On 2/7/06, Andrew SkinnerLopata <asl[_at_]callatg.com> wrote:
>
> Even if dedicator is not sued, others who use
> certain parts of OW may end up getting sued by the owner of PW.
What is left unmentioned is the risk that the owner of proprietary work will have. He may be in trouble for making fraudulent copyright claim in the proprietary work. Courts do not look too kind on the fraudulent copyright claim.
> An open
> source license could help avoid these problems.
The authors of the open source software are not always 100% honest. Don't let their open source license fool you into thinking that you can copy their software without any problem. That is one risk that you did not mention here.
For every risk, real or fictional, you raise for the public domain works, there seems to be a similar risk, real or fictional, with the open source licenses. The bottom line is from the perspective of risk, there is no immediate advantage that the public domain or copyright has over each other.
> As others here have argued, the scope of rights in a dedication to the
> public domain is not a simple question to answer. Especially when the
> rights have a constitutional basis, and there is no statutory method for
> making such a dedication.

*Recorded information*.

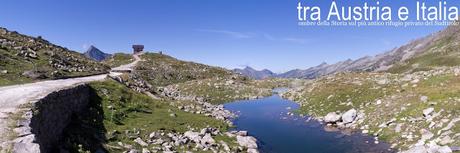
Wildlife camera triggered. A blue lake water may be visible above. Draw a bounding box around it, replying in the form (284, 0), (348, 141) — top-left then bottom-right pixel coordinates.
(225, 95), (392, 153)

*Your tasks*.
A: Reproduce the part of the email reply about public domain and open source risk that begins at the words "For every risk, real" and ends after the words "such a dedication.".
B: In the email reply about public domain and open source risk, translate this sentence into Spanish: "Courts do not look too kind on the fraudulent copyright claim."
C: Answer these questions using the email reply about public domain and open source risk.
(i) What might the owner of a proprietary work be in trouble for making?
(ii) Does the reply say the authors of open source software are always 100% honest?
(iii) According to the bottom line, what advantage does the public domain or copyright have over the other from the perspective of risk?

*Answers to each task*.
A:
For every risk, real or fictional, you raise for the public domain works, there seems to be a similar risk, real or fictional, with the open source licenses. The bottom line is from the perspective of risk, there is no immediate advantage that the public domain or copyright has over each other.
> As others here have argued, the scope of rights in a dedication to the
> public domain is not a simple question to answer. Especially when the
> rights have a constitutional basis, and there is no statutory method for
> making such a dedication.

B: Los tribunales no ven con buenos ojos la reclamación fraudulenta de derechos de autor.

C:
(i) A fraudulent copyright claim in the proprietary work.
(ii) No, it says they are not always 100% honest.
(iii) There is no immediate advantage.